-- begin INPUT MATERIAL --
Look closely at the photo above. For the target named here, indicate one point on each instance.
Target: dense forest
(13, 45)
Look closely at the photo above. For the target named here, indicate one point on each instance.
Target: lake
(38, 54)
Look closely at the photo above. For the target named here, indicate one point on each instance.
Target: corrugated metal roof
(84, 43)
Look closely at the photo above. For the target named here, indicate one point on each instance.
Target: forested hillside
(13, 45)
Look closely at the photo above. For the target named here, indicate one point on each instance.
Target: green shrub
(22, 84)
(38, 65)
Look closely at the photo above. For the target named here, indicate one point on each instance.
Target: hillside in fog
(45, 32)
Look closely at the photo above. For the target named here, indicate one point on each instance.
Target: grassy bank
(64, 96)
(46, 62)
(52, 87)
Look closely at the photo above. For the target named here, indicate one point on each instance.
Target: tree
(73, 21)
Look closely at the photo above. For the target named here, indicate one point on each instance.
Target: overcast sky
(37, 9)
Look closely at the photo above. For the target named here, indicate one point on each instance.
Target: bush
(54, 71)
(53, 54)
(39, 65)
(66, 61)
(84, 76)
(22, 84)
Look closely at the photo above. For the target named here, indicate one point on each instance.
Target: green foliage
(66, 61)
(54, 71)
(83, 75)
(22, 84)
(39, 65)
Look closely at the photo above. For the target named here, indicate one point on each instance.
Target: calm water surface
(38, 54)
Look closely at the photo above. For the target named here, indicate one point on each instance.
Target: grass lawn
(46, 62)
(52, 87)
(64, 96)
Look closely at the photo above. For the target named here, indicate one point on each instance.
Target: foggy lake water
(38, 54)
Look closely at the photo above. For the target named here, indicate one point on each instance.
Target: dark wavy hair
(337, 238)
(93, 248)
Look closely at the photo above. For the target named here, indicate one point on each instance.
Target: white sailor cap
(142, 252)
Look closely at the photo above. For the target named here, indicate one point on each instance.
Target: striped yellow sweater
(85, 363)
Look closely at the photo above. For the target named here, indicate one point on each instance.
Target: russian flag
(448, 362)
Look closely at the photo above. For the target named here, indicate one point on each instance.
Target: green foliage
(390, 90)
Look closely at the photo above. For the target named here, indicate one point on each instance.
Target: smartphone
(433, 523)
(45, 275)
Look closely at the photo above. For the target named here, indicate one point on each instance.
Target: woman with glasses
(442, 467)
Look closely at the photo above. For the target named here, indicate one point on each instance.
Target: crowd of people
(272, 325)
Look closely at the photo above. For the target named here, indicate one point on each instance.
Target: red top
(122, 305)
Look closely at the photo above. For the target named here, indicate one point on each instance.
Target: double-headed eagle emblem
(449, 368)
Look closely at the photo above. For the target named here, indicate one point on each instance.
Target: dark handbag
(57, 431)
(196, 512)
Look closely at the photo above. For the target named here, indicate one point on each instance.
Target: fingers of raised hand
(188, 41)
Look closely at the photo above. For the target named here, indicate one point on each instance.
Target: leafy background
-- end INPUT MATERIAL --
WRITTEN EXERCISE:
Pick out and copy each line of the material that contains the word "water". Match it with the same capitalization.

FINAL RESULT:
Target: calm water surface
Target: foggy lake water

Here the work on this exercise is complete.